The exercise: Can you copy the lines from the one that contains "For the evaluation set, locate the halter" through the end of the material below, exactly and with nothing else?

Provided data:

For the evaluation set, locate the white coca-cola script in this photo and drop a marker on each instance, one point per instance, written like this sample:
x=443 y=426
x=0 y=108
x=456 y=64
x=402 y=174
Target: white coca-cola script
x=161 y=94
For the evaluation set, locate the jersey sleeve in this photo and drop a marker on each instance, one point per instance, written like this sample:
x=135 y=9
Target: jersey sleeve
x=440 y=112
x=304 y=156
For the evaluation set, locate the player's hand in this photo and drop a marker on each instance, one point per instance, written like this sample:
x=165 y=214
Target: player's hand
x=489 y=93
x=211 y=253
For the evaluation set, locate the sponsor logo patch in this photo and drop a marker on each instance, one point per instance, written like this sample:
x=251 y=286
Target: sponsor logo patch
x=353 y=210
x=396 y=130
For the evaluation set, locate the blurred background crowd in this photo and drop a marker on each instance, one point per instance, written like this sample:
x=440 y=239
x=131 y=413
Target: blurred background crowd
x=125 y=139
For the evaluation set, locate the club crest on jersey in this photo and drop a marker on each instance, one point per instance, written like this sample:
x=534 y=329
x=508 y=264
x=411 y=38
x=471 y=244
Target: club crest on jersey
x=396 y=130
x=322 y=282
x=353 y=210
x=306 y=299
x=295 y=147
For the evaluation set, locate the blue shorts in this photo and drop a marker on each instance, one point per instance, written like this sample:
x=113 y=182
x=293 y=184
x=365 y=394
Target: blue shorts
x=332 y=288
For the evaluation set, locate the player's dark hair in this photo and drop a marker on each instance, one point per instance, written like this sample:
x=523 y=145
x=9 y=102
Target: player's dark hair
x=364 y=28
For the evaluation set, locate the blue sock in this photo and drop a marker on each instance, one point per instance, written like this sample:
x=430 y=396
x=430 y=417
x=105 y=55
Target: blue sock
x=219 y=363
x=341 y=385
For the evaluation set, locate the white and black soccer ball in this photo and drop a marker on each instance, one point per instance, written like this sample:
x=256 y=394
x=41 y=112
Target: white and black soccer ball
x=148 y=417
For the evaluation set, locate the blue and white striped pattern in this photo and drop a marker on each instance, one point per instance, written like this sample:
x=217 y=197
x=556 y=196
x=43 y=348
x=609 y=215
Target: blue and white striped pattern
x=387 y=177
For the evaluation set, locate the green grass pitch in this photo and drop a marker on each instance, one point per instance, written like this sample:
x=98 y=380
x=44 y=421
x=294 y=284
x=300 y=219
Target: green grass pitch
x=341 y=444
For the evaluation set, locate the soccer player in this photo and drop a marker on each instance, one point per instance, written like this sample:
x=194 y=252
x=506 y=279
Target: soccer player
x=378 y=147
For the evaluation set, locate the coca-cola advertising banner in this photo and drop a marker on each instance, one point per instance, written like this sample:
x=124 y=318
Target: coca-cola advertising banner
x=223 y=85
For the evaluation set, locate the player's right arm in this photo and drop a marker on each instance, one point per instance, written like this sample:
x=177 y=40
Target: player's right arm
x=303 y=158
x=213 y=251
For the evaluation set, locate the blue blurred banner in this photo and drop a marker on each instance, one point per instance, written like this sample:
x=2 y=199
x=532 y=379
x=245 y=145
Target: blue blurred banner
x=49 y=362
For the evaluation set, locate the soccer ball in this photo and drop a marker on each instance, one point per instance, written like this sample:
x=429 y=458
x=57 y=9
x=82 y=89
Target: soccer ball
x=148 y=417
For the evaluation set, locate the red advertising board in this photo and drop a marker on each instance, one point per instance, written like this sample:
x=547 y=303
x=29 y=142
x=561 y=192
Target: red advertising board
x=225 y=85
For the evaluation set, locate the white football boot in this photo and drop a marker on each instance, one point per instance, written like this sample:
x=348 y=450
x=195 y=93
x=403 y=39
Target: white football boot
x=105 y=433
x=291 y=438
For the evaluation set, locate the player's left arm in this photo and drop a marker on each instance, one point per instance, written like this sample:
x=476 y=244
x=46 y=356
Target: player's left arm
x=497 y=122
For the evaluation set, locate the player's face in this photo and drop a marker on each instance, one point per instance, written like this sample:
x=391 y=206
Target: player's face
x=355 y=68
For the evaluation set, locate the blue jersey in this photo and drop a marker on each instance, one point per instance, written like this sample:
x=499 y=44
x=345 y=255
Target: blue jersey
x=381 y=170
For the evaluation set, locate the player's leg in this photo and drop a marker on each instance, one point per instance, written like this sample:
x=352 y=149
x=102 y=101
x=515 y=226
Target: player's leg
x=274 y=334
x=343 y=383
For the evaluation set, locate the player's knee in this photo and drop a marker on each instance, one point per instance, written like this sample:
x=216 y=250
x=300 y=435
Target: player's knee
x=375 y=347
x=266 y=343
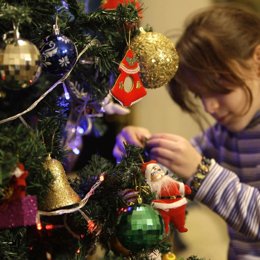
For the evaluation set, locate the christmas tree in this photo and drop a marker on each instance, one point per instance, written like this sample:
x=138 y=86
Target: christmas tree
x=65 y=66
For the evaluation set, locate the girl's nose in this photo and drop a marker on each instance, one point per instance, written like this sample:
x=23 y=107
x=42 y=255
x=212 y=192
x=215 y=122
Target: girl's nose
x=211 y=104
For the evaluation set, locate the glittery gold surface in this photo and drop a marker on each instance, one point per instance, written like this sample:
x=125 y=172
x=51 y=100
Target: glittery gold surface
x=157 y=57
x=20 y=61
x=60 y=194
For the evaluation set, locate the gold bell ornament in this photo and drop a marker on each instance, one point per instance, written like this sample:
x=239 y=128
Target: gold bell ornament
x=60 y=194
x=169 y=256
x=157 y=57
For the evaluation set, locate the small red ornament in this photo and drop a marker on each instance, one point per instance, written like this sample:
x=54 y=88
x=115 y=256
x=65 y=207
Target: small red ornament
x=128 y=88
x=18 y=182
x=19 y=213
x=112 y=4
x=170 y=201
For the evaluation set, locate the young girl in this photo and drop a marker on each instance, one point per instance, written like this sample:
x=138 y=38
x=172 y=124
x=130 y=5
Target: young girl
x=219 y=53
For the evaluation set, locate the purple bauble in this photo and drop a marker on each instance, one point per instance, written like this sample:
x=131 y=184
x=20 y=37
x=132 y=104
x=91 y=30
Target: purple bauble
x=58 y=53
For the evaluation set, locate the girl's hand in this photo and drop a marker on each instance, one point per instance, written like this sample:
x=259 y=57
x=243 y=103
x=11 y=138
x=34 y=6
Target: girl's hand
x=131 y=135
x=174 y=152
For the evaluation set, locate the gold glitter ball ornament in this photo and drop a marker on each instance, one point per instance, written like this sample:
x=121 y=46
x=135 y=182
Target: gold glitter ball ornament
x=20 y=62
x=60 y=194
x=157 y=57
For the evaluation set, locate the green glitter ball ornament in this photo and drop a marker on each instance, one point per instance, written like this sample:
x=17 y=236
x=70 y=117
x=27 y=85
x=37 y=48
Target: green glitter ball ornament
x=140 y=227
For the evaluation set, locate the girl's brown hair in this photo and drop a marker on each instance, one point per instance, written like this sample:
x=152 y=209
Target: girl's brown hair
x=213 y=39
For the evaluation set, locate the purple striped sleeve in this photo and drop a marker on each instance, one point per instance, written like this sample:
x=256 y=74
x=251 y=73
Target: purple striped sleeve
x=232 y=200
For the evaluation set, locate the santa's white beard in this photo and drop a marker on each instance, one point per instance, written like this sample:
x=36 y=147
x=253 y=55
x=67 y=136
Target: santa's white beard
x=165 y=182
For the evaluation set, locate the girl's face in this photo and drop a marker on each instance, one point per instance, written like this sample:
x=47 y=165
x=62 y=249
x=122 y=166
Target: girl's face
x=232 y=110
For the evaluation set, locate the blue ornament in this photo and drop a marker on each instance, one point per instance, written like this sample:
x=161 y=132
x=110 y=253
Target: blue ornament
x=58 y=53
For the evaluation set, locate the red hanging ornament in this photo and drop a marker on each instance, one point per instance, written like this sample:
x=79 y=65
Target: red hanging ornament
x=128 y=88
x=112 y=4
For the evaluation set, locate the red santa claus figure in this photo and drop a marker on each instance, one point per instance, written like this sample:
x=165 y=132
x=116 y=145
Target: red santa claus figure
x=128 y=88
x=18 y=182
x=170 y=201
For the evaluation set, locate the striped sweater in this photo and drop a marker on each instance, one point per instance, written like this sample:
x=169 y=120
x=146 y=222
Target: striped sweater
x=232 y=187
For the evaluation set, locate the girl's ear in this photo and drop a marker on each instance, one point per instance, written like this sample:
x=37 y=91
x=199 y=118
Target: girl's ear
x=256 y=54
x=256 y=59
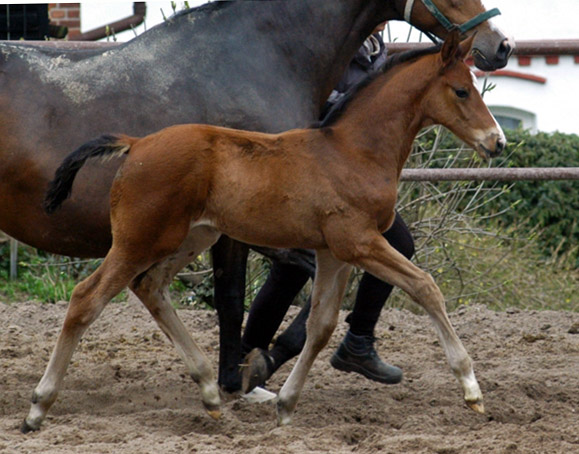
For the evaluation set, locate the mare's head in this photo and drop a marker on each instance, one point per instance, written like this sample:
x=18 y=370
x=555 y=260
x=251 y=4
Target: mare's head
x=491 y=48
x=453 y=100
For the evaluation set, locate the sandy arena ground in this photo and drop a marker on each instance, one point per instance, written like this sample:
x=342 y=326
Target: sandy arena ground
x=127 y=391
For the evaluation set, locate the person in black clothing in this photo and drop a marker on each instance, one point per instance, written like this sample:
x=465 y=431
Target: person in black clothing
x=356 y=353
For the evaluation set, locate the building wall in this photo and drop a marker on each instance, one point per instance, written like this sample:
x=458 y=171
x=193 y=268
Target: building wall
x=66 y=14
x=545 y=101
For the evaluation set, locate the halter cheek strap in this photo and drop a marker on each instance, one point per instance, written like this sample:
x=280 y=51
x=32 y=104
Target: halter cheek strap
x=408 y=10
x=443 y=20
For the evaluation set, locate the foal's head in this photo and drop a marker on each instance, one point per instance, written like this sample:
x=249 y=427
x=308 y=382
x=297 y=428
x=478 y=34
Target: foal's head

Exercise result:
For the evaluation set, locate the halter cheek strap in this photo and drop a marker on each instance, one point per instance, written like this sample:
x=280 y=51
x=32 y=104
Target: halter cheek strap
x=408 y=10
x=443 y=20
For the evaluation set, locate the foal's head in this photo and drop a marker on each instance, one point per instance, written like this sample:
x=249 y=427
x=308 y=382
x=297 y=428
x=478 y=34
Target: foal's head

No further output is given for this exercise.